Location identification listing
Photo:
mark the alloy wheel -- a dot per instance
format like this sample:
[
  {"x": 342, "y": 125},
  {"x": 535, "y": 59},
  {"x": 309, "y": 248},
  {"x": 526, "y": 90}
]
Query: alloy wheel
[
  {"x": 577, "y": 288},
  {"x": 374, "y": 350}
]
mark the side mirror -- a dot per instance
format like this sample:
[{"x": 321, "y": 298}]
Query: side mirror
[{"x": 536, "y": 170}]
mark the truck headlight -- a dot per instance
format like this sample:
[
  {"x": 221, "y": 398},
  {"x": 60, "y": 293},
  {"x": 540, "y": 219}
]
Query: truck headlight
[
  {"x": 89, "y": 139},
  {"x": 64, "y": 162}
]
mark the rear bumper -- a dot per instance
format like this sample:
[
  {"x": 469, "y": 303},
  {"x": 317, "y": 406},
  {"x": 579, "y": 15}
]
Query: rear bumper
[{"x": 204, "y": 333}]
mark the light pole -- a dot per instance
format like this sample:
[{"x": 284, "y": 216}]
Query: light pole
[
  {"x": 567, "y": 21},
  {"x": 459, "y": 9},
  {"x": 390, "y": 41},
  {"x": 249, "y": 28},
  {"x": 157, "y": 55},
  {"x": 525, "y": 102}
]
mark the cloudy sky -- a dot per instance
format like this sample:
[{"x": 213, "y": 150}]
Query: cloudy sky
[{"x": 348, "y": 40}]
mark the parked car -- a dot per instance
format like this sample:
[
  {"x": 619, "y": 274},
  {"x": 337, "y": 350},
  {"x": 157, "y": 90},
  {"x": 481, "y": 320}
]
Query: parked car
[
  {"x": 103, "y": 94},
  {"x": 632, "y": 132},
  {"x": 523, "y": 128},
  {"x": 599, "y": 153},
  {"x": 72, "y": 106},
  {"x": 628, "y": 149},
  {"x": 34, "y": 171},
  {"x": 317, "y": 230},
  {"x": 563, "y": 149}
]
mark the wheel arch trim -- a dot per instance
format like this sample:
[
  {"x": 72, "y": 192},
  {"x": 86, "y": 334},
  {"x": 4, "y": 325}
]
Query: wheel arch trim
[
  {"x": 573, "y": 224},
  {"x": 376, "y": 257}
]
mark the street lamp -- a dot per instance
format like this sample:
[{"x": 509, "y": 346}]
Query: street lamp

Stated exercise
Reproduce the listing above word for word, from its first line to its last.

Exercise result
Photo:
mark the alloy wheel -- a dot per instance
format like this sample:
[
  {"x": 342, "y": 125},
  {"x": 535, "y": 59},
  {"x": 309, "y": 248},
  {"x": 526, "y": 90}
]
Query: alloy wheel
[
  {"x": 577, "y": 288},
  {"x": 374, "y": 350}
]
mark the side mirror -- a dot per instance
format like this sample:
[{"x": 321, "y": 298}]
Query: side mirror
[{"x": 536, "y": 170}]
mark the truck headlight -- a dot per instance
format like this sample:
[
  {"x": 221, "y": 398},
  {"x": 60, "y": 293},
  {"x": 540, "y": 219}
]
Query: truck headlight
[
  {"x": 89, "y": 139},
  {"x": 64, "y": 162}
]
mark the rear bumper -- a dot per instance
format like this sample:
[
  {"x": 469, "y": 303},
  {"x": 317, "y": 406},
  {"x": 579, "y": 15}
]
Query: rear bumper
[{"x": 204, "y": 333}]
mark the light pole -- a dot per instance
format like this sample:
[{"x": 284, "y": 216}]
Query: light pole
[
  {"x": 567, "y": 21},
  {"x": 459, "y": 9},
  {"x": 390, "y": 41},
  {"x": 249, "y": 28},
  {"x": 157, "y": 55},
  {"x": 525, "y": 102}
]
mark the cloudy sky -- a dot per instance
format like this sample:
[{"x": 213, "y": 150}]
Query: cloudy sky
[{"x": 348, "y": 40}]
mark the parked car -- a dot per instance
format like this sample:
[
  {"x": 619, "y": 274},
  {"x": 337, "y": 350},
  {"x": 157, "y": 90},
  {"x": 481, "y": 320}
]
Query: parked car
[
  {"x": 103, "y": 94},
  {"x": 632, "y": 132},
  {"x": 523, "y": 128},
  {"x": 599, "y": 153},
  {"x": 72, "y": 106},
  {"x": 628, "y": 149},
  {"x": 34, "y": 171},
  {"x": 317, "y": 230},
  {"x": 563, "y": 149}
]
mark the wheel arch trim -- a dot per instance
format like this sample:
[
  {"x": 72, "y": 192},
  {"x": 86, "y": 334},
  {"x": 4, "y": 325}
]
Query: wheel arch trim
[
  {"x": 573, "y": 224},
  {"x": 376, "y": 257}
]
mark the street lamp -- a dot per instance
format like this sample:
[{"x": 509, "y": 346}]
Query: street lamp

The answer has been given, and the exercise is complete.